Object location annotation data
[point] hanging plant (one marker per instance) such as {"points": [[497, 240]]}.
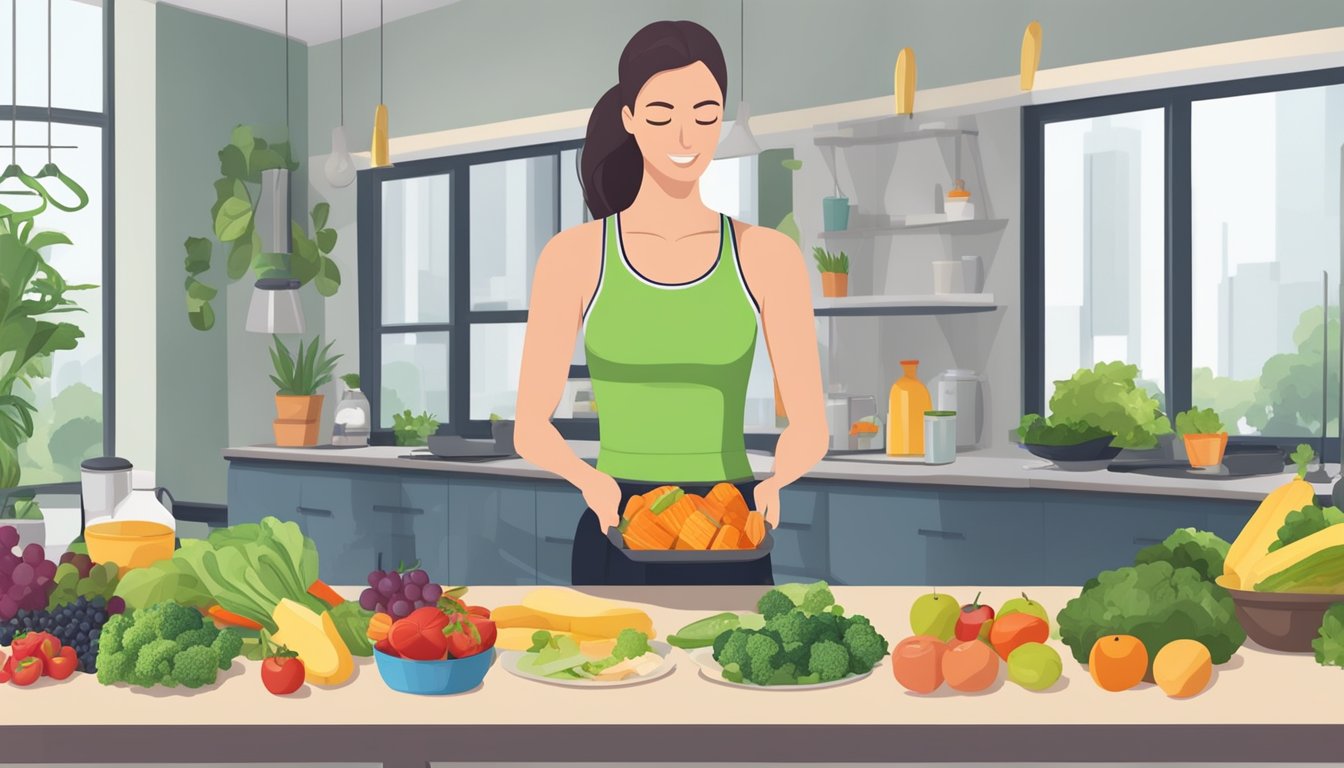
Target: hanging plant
{"points": [[233, 215]]}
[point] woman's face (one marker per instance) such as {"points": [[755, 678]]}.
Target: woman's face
{"points": [[676, 121]]}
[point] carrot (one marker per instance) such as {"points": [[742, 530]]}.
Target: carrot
{"points": [[325, 593], [218, 613]]}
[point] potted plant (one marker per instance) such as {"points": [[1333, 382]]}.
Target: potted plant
{"points": [[297, 379], [1204, 436], [835, 272], [410, 429]]}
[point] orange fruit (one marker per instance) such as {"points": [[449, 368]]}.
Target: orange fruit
{"points": [[1118, 662]]}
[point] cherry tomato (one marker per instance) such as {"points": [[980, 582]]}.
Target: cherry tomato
{"points": [[282, 675]]}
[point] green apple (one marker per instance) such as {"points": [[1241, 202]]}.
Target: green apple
{"points": [[1024, 605], [934, 615]]}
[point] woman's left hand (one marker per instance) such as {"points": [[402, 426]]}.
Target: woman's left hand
{"points": [[768, 501]]}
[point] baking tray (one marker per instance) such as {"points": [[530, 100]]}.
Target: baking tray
{"points": [[691, 557]]}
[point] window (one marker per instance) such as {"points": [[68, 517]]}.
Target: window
{"points": [[1195, 233], [73, 393], [446, 262]]}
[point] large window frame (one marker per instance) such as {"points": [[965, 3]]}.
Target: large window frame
{"points": [[1176, 104], [105, 121], [461, 316]]}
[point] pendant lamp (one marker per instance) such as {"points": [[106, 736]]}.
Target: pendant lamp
{"points": [[739, 141], [378, 149], [340, 166], [274, 301]]}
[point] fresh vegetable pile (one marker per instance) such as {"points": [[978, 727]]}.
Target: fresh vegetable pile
{"points": [[559, 657], [804, 639], [165, 644]]}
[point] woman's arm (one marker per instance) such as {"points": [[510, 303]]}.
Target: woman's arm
{"points": [[566, 276], [778, 279]]}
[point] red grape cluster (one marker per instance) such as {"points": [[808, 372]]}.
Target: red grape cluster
{"points": [[24, 581], [399, 593]]}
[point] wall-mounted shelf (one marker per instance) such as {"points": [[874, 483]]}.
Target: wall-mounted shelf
{"points": [[952, 226], [893, 137], [885, 305]]}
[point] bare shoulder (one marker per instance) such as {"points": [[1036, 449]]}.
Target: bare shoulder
{"points": [[573, 257]]}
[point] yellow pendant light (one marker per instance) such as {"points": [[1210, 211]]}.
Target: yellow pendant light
{"points": [[905, 85], [378, 149], [1030, 55]]}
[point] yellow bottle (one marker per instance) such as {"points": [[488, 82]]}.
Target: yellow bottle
{"points": [[905, 413]]}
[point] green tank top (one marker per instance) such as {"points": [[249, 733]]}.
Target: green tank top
{"points": [[669, 366]]}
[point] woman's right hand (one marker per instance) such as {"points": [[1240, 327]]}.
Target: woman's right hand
{"points": [[604, 496]]}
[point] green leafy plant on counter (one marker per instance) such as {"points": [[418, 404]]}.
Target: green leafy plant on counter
{"points": [[304, 371], [234, 226], [1199, 421], [827, 261], [410, 429], [1096, 402]]}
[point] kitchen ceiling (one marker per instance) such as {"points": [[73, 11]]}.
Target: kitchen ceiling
{"points": [[311, 22]]}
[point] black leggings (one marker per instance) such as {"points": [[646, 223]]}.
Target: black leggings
{"points": [[598, 561]]}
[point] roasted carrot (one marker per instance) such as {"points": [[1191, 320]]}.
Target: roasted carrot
{"points": [[325, 593], [218, 613]]}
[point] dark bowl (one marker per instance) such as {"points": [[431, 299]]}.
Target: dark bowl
{"points": [[1282, 620], [1098, 449]]}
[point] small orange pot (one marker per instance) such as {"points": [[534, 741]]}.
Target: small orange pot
{"points": [[1206, 449], [835, 284], [299, 408], [295, 433]]}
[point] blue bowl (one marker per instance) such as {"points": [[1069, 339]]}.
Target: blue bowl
{"points": [[433, 678]]}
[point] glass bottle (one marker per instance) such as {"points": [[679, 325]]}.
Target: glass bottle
{"points": [[905, 412]]}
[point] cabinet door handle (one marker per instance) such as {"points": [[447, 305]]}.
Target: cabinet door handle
{"points": [[941, 534], [398, 510]]}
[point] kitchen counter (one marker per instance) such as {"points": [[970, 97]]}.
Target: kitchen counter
{"points": [[1261, 706], [971, 470]]}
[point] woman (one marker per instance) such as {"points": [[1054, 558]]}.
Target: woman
{"points": [[668, 295]]}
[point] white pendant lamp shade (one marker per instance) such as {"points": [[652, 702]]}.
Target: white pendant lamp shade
{"points": [[274, 307], [739, 141], [340, 166]]}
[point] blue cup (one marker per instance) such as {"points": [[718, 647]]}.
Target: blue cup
{"points": [[835, 213]]}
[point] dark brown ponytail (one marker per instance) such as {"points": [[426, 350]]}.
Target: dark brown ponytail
{"points": [[612, 166]]}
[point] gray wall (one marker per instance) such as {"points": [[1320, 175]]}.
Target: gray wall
{"points": [[213, 386]]}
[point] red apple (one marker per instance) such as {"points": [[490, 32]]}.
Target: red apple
{"points": [[917, 663], [973, 620]]}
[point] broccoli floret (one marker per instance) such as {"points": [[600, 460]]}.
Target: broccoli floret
{"points": [[631, 644], [153, 663], [817, 597], [734, 648], [866, 647], [762, 658], [774, 603], [226, 646], [195, 666], [109, 639], [828, 661]]}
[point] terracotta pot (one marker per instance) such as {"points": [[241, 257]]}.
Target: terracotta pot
{"points": [[295, 433], [835, 284], [1206, 449], [299, 408]]}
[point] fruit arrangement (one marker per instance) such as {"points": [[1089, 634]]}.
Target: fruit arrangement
{"points": [[26, 581], [669, 518], [967, 646]]}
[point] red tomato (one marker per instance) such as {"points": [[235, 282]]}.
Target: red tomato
{"points": [[414, 642], [63, 665], [282, 674], [27, 671]]}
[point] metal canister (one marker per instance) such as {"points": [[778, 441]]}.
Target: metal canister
{"points": [[940, 436]]}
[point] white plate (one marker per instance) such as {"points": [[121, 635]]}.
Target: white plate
{"points": [[511, 658], [712, 671]]}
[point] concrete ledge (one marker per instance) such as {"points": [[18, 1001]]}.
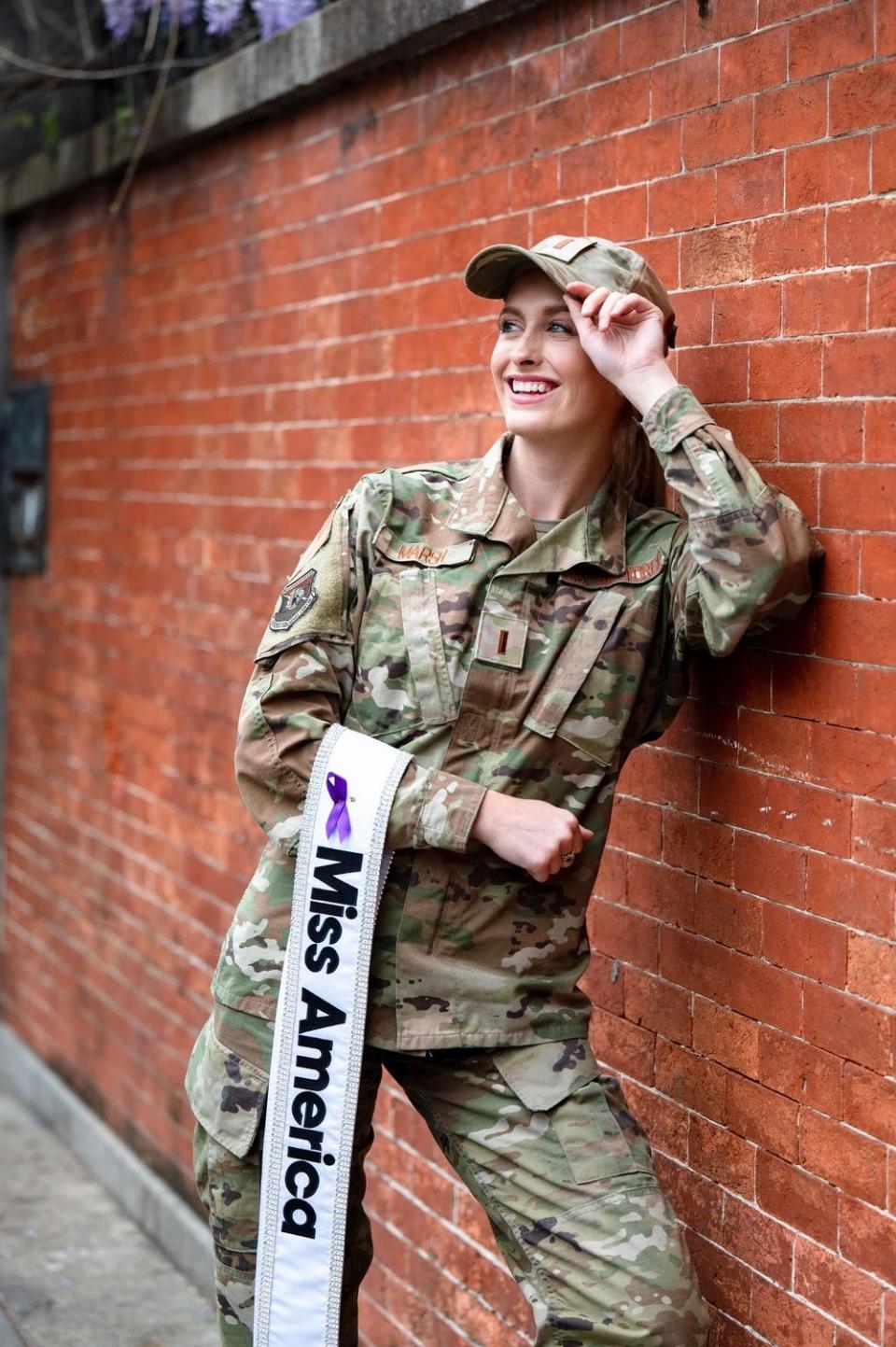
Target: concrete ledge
{"points": [[333, 46], [164, 1216]]}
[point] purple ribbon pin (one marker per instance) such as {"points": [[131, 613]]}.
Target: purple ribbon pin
{"points": [[339, 821]]}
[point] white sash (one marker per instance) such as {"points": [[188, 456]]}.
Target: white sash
{"points": [[318, 1040]]}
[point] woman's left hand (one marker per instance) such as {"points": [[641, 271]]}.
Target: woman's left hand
{"points": [[622, 334]]}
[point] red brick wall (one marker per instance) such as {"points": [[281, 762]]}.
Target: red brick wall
{"points": [[282, 310]]}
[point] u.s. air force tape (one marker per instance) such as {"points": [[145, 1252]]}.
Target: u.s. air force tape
{"points": [[318, 1040]]}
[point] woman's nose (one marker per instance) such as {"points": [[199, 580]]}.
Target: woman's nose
{"points": [[528, 350]]}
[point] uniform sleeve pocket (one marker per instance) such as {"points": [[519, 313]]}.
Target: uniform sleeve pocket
{"points": [[586, 1109], [227, 1092], [556, 708]]}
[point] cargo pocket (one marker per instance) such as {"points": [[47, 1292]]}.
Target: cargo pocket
{"points": [[579, 698], [586, 1107], [227, 1094]]}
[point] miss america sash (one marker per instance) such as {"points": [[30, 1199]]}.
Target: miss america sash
{"points": [[318, 1040]]}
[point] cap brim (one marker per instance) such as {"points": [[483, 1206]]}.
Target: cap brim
{"points": [[489, 271]]}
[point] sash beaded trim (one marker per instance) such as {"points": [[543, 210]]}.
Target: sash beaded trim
{"points": [[309, 1128]]}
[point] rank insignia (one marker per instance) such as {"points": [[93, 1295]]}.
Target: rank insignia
{"points": [[295, 598]]}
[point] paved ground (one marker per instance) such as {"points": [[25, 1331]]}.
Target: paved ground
{"points": [[75, 1270]]}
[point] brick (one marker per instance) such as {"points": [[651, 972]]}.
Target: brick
{"points": [[852, 760], [622, 213], [658, 1005], [692, 1079], [768, 994], [749, 188], [861, 97], [872, 969], [585, 169], [826, 303], [652, 151], [830, 1283], [685, 84], [623, 1045], [604, 982], [753, 63], [622, 933], [758, 1241], [637, 826], [697, 1201], [834, 170], [720, 370], [881, 297], [762, 1115], [791, 115], [682, 203], [641, 36], [770, 869], [840, 888], [830, 39], [884, 159], [845, 628], [820, 431], [868, 1237], [817, 818], [859, 498], [663, 1121], [786, 370], [875, 829], [725, 1036], [880, 426], [652, 888], [744, 312], [791, 243], [877, 698], [717, 133], [805, 945], [842, 1024], [698, 846], [845, 1158], [729, 918], [694, 963], [798, 1198], [780, 1317], [592, 57], [861, 233]]}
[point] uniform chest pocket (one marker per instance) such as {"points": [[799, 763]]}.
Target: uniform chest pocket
{"points": [[401, 681], [582, 698]]}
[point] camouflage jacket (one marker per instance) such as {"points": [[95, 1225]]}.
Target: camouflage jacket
{"points": [[427, 613]]}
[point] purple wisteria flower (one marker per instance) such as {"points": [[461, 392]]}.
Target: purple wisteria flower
{"points": [[278, 15], [218, 15]]}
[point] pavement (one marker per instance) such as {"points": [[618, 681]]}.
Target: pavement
{"points": [[75, 1270]]}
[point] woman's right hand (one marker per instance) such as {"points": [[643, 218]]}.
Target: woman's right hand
{"points": [[530, 833]]}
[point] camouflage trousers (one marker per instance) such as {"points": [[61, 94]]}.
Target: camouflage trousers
{"points": [[547, 1145]]}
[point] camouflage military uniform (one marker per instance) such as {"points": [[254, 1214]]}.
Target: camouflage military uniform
{"points": [[426, 613]]}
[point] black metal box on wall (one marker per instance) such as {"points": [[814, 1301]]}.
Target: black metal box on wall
{"points": [[23, 478]]}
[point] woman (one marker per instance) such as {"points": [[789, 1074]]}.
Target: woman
{"points": [[516, 624]]}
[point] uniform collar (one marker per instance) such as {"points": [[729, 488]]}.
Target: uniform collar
{"points": [[593, 535]]}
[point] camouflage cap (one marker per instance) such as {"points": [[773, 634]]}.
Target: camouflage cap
{"points": [[564, 259]]}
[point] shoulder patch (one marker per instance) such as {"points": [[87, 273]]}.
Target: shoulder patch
{"points": [[297, 596]]}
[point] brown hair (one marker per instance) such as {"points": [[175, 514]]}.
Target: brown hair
{"points": [[635, 465]]}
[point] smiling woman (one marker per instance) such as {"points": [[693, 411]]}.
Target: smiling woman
{"points": [[516, 624]]}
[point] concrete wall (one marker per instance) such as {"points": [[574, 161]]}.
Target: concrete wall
{"points": [[280, 309]]}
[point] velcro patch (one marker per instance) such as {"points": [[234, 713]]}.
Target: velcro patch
{"points": [[295, 598], [562, 246]]}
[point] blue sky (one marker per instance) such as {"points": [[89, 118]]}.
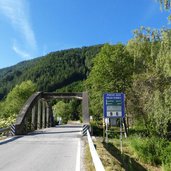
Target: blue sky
{"points": [[33, 28]]}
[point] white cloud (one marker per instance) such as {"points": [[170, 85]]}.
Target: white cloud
{"points": [[20, 52], [17, 11]]}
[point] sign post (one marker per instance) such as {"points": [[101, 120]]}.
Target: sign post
{"points": [[114, 107]]}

- [Instruction]:
Rewrite the part of the data that opens with the line containing "[point] white cloud" and runs through the end of the data, switching "sign post" to "street sign" and leaving everything else unchanged.

- [Task result]:
[point] white cloud (one marker per instance) such as {"points": [[170, 85]]}.
Target: white cloud
{"points": [[20, 52], [17, 11]]}
[point] street sign (one marker per instance) such as {"points": [[101, 120]]}.
Target: street sign
{"points": [[114, 107]]}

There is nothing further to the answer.